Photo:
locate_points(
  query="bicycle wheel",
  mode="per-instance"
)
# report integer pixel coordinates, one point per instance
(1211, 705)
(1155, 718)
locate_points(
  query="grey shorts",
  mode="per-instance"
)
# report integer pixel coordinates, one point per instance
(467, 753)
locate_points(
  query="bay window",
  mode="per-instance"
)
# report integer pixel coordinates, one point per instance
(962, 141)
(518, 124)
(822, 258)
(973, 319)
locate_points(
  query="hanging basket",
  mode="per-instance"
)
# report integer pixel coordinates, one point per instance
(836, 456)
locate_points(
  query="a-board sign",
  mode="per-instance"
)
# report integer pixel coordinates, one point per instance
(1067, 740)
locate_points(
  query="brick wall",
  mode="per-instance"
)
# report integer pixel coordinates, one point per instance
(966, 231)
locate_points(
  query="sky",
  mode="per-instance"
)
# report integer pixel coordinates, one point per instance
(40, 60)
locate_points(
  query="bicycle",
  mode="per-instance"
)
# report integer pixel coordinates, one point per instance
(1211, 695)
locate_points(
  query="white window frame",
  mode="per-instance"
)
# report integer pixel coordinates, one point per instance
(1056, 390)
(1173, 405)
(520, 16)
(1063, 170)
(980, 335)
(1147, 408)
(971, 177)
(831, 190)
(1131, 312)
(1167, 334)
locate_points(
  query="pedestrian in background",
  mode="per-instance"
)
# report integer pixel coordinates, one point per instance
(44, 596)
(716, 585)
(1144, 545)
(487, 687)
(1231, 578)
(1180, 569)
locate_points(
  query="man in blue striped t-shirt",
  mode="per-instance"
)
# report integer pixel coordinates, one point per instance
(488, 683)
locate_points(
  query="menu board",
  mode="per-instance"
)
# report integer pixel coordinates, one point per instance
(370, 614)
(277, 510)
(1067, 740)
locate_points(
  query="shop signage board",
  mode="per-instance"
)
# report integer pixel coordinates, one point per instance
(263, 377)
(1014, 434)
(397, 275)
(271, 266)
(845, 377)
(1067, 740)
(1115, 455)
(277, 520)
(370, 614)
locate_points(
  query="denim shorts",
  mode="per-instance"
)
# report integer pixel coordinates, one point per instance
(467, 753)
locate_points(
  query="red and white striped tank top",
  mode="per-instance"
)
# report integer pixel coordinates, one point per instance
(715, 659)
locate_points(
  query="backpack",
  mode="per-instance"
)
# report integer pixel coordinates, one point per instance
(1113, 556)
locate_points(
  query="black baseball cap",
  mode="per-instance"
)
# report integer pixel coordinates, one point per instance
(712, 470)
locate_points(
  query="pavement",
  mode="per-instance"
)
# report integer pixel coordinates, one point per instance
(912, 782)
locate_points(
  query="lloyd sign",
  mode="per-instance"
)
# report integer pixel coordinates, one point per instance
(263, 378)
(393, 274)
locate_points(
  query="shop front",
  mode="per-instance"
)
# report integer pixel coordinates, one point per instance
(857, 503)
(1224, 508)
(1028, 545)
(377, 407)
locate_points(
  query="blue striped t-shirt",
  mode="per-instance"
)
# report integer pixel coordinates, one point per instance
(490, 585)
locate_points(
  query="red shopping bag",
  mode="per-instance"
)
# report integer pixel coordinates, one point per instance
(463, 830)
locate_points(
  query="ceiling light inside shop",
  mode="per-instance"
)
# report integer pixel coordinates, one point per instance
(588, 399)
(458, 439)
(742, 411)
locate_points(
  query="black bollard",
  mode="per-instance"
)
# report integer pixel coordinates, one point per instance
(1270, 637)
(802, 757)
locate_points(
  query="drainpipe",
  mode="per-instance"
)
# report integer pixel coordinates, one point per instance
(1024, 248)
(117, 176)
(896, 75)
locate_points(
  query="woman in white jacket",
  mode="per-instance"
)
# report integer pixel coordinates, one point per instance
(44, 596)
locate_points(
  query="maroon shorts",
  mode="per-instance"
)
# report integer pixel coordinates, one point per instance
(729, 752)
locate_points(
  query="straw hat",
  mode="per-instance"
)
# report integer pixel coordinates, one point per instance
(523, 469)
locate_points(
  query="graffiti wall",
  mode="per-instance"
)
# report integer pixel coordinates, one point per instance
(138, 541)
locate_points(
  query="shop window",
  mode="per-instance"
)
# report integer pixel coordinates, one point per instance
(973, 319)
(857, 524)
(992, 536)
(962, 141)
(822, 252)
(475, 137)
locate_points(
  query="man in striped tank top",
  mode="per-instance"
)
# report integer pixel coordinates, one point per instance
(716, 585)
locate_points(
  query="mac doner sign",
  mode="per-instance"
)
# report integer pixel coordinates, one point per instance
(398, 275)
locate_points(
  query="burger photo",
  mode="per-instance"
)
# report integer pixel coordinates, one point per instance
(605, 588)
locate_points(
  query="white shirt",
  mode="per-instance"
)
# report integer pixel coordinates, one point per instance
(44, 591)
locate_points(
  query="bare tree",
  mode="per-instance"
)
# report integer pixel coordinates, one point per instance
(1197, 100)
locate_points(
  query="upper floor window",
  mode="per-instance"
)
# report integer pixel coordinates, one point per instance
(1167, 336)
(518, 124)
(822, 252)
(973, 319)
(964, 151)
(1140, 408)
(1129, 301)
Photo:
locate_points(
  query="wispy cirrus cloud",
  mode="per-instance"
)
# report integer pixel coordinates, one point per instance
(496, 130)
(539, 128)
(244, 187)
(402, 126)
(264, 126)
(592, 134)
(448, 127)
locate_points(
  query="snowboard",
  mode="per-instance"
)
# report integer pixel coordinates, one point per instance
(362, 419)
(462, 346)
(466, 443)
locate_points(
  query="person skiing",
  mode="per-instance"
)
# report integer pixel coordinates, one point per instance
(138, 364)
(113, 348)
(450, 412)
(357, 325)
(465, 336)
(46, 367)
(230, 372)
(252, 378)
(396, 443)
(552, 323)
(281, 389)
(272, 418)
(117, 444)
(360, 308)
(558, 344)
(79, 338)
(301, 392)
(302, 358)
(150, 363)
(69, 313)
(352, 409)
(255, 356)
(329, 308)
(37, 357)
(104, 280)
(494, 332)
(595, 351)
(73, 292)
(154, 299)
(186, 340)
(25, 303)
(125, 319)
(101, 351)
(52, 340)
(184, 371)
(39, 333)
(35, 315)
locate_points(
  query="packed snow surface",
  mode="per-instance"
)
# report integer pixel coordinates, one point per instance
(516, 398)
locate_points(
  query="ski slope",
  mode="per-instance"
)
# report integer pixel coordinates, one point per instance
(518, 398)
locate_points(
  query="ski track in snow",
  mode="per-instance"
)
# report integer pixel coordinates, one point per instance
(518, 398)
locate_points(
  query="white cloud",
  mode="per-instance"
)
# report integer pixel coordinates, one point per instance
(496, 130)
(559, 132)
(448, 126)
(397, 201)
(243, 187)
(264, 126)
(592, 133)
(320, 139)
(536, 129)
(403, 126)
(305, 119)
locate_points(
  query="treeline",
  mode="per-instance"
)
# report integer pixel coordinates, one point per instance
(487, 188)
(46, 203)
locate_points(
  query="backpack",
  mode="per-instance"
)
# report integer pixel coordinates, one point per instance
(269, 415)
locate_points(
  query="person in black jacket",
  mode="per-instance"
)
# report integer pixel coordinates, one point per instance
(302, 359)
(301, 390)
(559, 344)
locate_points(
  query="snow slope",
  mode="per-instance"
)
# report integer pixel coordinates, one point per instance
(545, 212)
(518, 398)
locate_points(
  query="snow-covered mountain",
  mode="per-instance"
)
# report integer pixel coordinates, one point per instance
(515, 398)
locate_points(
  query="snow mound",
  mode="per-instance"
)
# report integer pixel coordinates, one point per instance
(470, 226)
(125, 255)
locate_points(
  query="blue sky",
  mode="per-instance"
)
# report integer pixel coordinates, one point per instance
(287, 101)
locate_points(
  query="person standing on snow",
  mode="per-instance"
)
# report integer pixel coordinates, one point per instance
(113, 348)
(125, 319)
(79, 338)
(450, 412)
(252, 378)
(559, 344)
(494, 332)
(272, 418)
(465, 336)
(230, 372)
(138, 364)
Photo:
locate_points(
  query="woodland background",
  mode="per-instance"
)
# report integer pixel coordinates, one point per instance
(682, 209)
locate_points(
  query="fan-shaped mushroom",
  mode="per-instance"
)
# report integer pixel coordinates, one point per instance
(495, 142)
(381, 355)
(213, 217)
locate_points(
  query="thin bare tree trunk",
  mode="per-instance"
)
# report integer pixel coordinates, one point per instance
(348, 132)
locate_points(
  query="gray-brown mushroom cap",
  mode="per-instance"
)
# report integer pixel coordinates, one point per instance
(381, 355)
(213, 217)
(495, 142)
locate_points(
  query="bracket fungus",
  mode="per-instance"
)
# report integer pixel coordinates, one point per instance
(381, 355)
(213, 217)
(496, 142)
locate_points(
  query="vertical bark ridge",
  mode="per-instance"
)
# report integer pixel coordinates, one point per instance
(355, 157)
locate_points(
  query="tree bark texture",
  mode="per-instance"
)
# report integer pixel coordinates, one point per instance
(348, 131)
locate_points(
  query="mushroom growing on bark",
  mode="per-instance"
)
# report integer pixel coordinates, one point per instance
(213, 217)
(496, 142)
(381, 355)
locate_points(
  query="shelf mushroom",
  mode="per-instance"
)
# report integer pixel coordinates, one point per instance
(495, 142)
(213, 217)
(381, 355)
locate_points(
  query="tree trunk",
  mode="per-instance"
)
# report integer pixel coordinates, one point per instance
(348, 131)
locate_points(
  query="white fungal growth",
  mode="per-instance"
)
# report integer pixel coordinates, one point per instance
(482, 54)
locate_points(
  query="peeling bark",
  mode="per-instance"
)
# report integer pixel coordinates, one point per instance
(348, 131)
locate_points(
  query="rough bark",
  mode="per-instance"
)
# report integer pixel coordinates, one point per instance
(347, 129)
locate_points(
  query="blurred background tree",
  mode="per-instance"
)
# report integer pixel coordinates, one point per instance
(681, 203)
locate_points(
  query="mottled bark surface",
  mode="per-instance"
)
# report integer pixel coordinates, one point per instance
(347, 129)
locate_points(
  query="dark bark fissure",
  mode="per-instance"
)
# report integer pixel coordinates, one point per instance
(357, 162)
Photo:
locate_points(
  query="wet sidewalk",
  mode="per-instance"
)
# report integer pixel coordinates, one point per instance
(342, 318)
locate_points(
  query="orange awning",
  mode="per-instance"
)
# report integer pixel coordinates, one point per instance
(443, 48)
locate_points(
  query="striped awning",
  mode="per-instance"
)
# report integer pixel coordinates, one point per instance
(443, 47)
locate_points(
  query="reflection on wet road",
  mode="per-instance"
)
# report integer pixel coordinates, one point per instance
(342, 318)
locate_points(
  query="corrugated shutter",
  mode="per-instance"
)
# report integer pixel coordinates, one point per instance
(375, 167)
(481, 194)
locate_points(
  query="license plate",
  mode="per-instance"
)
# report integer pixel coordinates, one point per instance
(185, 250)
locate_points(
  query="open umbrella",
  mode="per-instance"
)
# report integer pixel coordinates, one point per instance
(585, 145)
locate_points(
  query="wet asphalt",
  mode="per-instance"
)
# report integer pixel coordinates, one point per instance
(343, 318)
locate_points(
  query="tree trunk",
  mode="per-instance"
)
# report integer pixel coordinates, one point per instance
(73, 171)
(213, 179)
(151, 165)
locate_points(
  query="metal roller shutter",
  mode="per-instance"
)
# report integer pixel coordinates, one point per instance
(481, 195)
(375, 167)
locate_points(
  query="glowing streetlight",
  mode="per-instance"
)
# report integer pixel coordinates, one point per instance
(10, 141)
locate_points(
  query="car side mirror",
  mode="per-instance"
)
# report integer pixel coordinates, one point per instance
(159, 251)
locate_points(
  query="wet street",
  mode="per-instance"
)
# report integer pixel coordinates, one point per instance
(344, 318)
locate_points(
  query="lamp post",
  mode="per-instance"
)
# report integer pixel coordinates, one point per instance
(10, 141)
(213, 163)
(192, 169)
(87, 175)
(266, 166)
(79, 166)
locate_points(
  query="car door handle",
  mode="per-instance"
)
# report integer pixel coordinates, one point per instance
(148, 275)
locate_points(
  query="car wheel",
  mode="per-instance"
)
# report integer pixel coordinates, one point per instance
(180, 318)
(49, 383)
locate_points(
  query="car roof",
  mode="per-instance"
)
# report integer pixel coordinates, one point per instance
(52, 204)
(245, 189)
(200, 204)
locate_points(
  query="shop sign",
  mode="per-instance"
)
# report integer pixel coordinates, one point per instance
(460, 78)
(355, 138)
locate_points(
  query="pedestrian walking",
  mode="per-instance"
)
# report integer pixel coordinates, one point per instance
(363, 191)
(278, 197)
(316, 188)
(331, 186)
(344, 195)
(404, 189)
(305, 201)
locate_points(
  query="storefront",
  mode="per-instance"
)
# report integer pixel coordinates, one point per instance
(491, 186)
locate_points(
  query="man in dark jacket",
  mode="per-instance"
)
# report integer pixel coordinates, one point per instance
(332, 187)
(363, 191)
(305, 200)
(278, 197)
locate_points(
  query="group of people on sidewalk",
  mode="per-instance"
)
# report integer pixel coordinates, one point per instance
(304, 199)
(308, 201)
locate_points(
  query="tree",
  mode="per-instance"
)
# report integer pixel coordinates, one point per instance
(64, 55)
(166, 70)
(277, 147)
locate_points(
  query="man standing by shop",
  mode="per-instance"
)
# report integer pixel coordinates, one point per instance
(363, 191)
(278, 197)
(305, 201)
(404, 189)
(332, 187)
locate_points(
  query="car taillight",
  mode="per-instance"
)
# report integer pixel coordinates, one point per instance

### TASK REQUIREMENTS:
Reproduce the records above word for word, from their first line through the line holding "(1180, 569)", inclusive.

### REPLY:
Photo:
locate_points(
  query="bicycle wheel",
  mode="per-instance"
)
# report integer pixel coordinates, one point per instance
(1211, 705)
(1155, 718)
locate_points(
  query="grey shorts",
  mode="per-instance"
)
# report integer pixel coordinates, one point per instance
(467, 753)
locate_points(
  query="bay window",
  mode="per-instance"
)
# report integer pixel coordinates, one point per instance
(962, 141)
(518, 124)
(822, 258)
(973, 319)
locate_points(
  query="hanging basket",
  mode="per-instance"
)
# report integer pixel coordinates, one point per instance
(836, 456)
locate_points(
  query="a-board sign",
  mode="per-instance"
)
# report integer pixel coordinates, one point per instance
(1067, 740)
locate_points(
  query="brick wall",
  mode="per-instance"
)
# report integer pixel coordinates, one point per instance
(966, 231)
locate_points(
  query="sky",
  mode="per-instance"
)
# report integer pixel coordinates, one point per instance
(40, 60)
locate_points(
  query="bicycle",
  mode="per-instance"
)
# report integer pixel coordinates, one point per instance
(1211, 695)
locate_points(
  query="white window frame",
  mode="per-instance"
)
# report integer pixel coordinates, one point per instance
(1056, 390)
(1173, 405)
(520, 16)
(1063, 170)
(980, 335)
(1147, 408)
(971, 177)
(831, 190)
(1131, 312)
(1167, 334)
locate_points(
  query="pedestrian in background",
  mode="per-instance"
)
# report integer pixel coordinates, one point per instance
(44, 596)
(716, 585)
(1144, 545)
(487, 687)
(1231, 578)
(1180, 569)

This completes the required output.